Writing and occasional eye contact are the only way 48-year-old Gao Zhonghang can communicate with relatives and doctors, as a rare disease has deprived him of his ability to control the muscles in his mouth. Even swallowing food and drinking water are problematic for him.
Gao, who once worked in a county's tax bureau in Hebei Province, started to have problems articulating two years ago. Then, he started feeling a progressive weakness in his arms as the muscles started wasting.
Finally, one year ago in Beijing, he was diagnosed with amyotrophic lateral sclerosis (ALS). It is a rare, incurable disease, which the brilliant British theoretical physicist Stephen Hawking also has.
Doctors are giving ALS patients some hope. (photo: China Daily)
ALS is a progressive neurodegenerative disease that affects motor neurons in the brain and the spinal cord. When the neurons die, the ability of the brain to initiate and control muscle movement is lost. ALS patients increasingly lose their ability to move, as if they are frozen by ice.
As the disease progresses, patients gradually lose the use of their hands, arms, legs, and neck muscles, ultimately becoming paralyzed.
ALS patients often look smaller than normal people because, as muscles no longer receive messages from the motor neurons, they start shrinking and accordingly the limbs begin to look thinner.
Gao was the first ALS patient received last week by the Caregiving Center in the Second Hospital, affiliated to the China PLA General Hospital, which is cooperating with the Chinese Medical Doctor Association, to give medical aid to ALS patients. Ten patients will enter the program during its initial stage.
"We want to educate relatives so they can take better care of patients and prevent infections and complications," says Wei Dongning, director of the neurological department at the hospital.
So far, there is no cure for ALS, though there are drugs that can slow down the disease's progression in the early stages. Therefore, seeking an effective cure is a hot area of research.
For some early stage patients, Wei is trying stem cell therapy. For Gao, it is worth the efforts. "At least it can provide a glimpse of hope for my brother," says Gao's brother.
Doctors have taken samples of Gao's marrow and they will culture it in the lab for about two weeks, before injecting it into the patient's spinal cord.
Bone marrow cells have the ability to divide into neural cells with the potential for treating neurological disorders like ALS, Wei explains.

▸ USING THE INFORMATION
• 1. In the ALS article, how many patients will join the program during its initial stage?
• 2. Which body parts does the ALS article say patients gradually lose the use of as the disease progresses? List them all.
• 3. Retype the stretch of the ALS article from "ALS patients often" through "to look thinner.".
The listing that comes next is separate material, unrelated to the ALS article.

▸ GIVEN DATA
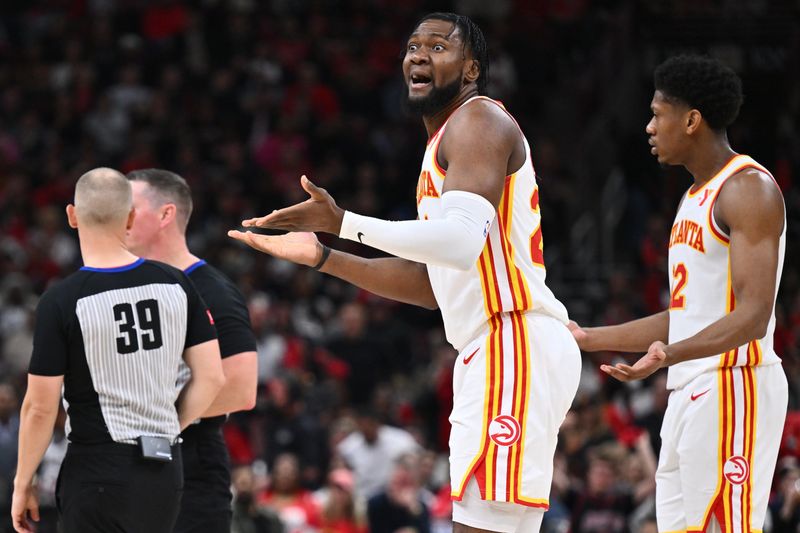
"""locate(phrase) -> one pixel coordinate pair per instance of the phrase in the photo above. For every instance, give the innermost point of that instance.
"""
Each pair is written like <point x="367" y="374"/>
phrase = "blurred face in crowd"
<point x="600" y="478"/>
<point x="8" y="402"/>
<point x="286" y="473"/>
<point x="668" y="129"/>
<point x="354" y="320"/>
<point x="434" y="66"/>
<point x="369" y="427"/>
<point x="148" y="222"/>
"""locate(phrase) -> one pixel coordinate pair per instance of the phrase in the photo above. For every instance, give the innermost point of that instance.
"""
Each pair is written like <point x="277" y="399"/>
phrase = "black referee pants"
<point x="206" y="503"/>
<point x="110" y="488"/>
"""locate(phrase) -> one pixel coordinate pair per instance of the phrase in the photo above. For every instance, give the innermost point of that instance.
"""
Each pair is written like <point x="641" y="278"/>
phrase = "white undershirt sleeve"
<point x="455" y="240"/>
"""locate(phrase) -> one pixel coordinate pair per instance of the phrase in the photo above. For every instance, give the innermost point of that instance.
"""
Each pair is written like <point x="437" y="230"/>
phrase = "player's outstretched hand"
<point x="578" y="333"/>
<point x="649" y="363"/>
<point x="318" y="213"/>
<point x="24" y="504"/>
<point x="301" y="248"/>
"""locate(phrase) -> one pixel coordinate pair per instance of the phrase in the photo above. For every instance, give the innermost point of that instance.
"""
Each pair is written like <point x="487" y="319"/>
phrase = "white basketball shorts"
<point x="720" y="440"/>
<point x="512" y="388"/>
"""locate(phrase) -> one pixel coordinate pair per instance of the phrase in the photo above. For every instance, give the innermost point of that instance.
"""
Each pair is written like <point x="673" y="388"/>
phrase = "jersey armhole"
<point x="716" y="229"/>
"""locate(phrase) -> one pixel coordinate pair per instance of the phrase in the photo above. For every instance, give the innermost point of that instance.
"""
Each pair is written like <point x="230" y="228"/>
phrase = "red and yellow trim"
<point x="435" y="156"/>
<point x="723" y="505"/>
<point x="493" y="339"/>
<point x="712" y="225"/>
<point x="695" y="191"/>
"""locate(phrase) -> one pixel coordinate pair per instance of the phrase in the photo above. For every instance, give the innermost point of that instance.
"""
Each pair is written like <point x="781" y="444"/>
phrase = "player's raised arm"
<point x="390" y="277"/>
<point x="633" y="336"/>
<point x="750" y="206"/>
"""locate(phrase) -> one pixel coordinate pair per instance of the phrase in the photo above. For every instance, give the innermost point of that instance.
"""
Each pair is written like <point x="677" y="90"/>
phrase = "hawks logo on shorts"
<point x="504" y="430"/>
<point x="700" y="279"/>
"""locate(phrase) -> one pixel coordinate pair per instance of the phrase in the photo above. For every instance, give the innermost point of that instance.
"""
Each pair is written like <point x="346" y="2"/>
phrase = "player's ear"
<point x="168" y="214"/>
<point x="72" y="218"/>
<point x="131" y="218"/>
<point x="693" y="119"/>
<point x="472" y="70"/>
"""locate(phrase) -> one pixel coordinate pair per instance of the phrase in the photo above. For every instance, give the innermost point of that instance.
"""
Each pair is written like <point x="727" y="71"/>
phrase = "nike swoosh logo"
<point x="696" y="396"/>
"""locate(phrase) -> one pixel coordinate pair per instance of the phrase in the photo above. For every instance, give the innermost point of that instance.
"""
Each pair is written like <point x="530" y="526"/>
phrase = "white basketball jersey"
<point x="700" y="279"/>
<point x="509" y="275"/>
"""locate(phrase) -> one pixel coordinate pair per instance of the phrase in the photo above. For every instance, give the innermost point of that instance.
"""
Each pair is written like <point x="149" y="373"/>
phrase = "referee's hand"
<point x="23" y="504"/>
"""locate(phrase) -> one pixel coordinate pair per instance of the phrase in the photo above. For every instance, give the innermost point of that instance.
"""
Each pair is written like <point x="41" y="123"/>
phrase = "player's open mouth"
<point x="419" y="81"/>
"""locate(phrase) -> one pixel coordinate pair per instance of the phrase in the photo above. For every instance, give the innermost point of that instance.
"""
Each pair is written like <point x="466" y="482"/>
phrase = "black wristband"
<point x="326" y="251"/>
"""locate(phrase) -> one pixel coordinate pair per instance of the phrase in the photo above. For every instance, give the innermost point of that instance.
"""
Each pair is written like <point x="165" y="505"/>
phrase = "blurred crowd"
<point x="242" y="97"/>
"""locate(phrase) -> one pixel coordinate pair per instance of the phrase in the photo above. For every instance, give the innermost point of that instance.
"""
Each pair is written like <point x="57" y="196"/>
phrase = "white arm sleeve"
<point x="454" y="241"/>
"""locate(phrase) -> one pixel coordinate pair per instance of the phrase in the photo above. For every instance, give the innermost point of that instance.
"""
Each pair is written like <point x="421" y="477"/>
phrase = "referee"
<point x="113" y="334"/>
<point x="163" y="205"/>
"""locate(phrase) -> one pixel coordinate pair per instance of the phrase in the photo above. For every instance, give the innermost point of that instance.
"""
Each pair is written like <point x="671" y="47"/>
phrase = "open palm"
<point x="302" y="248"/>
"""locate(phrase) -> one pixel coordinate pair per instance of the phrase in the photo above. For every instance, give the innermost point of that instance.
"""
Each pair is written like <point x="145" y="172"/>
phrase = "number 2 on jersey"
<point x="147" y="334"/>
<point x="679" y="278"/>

▸ RESULTS OF THE EXERCISE
• 1. Ten

• 2. Hands, arms, legs, and neck muscles

• 3.
ALS patients often look smaller than normal people because, as muscles no longer receive messages from the motor neurons, they start shrinking and accordingly the limbs begin to look thinner.